Work instructions:
1) According to the article on trafficking and legal employment, why do the stories of people working without contracts rarely appear in official statistics? Answer in one to three sentences.
2) Set down the stretch of the article on trafficking and legal employment from "International Day Against Trafficking in Persons (30" through "too much so." word for word.

>> START Quoted text

30 July, 2025

International Day Against Trafficking in Persons (30 July)

Legal Employment – The Best Defense Against Invisible Enslavement

Forced labor is the most common form of exploitation among trafficking victims. On this International Day Against Trafficking in Persons, we ask: can legal employment become the strongest line of defense?

Will Poland Become a Destination Country for Human Trafficking?

Not long ago, such a question might have sounded like a grim joke. Today, it's a very real threat. Not because Poland is poor, unstable, or embroiled in conflict. Quite the opposite – we are an EU Member State with a growing economy and a chronic labor shortage. And as of June 1st, Poland has significantly tightened the rules for legal access to the labor market for foreigners – perhaps too much so.

As a result, in the absence of legal pathways to employment for third-country nationals, more and more desperate people are arriving in Poland not in pursuit of a better life, but only to face exploitation. They arrive illegally, through networks of intermediaries, fraudsters, and smugglers. They work in agriculture, construction, and care sectors – without contracts, without documents, under the control of a “guardian.” Their stories rarely make it into official statistics, because they are invisible – both to labor law and to society.

>> END Quoted text
>> START Stored data

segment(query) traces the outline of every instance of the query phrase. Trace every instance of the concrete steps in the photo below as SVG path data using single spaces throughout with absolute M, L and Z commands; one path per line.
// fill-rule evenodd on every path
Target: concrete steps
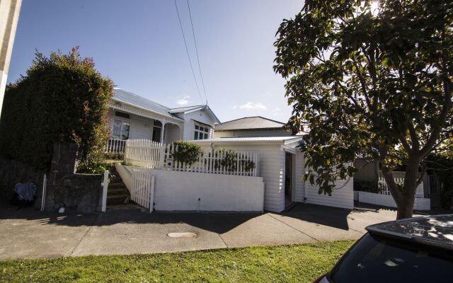
M 130 194 L 115 169 L 115 166 L 111 166 L 110 172 L 111 178 L 107 190 L 107 205 L 129 203 Z

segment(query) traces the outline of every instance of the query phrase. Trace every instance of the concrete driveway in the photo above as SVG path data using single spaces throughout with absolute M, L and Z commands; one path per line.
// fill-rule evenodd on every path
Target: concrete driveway
M 152 213 L 134 207 L 59 214 L 0 207 L 0 260 L 134 254 L 357 239 L 391 210 L 297 204 L 283 213 Z M 193 232 L 196 238 L 170 238 Z

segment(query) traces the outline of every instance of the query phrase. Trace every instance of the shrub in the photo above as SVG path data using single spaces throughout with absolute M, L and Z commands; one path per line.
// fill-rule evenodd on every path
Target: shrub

>> END Stored data

Results by task:
1) Their stories rarely make it into official statistics because these people are invisible, both to labor law and to society.

2)
International Day Against Trafficking in Persons (30 July)

Legal Employment – The Best Defense Against Invisible Enslavement

Forced labor is the most common form of exploitation among trafficking victims. On this International Day Against Trafficking in Persons, we ask: can legal employment become the strongest line of defense?

Will Poland Become a Destination Country for Human Trafficking?

Not long ago, such a question might have sounded like a grim joke. Today, it's a very real threat. Not because Poland is poor, unstable, or embroiled in conflict. Quite the opposite – we are an EU Member State with a growing economy and a chronic labor shortage. And as of June 1st, Poland has significantly tightened the rules for legal access to the labor market for foreigners – perhaps too much so.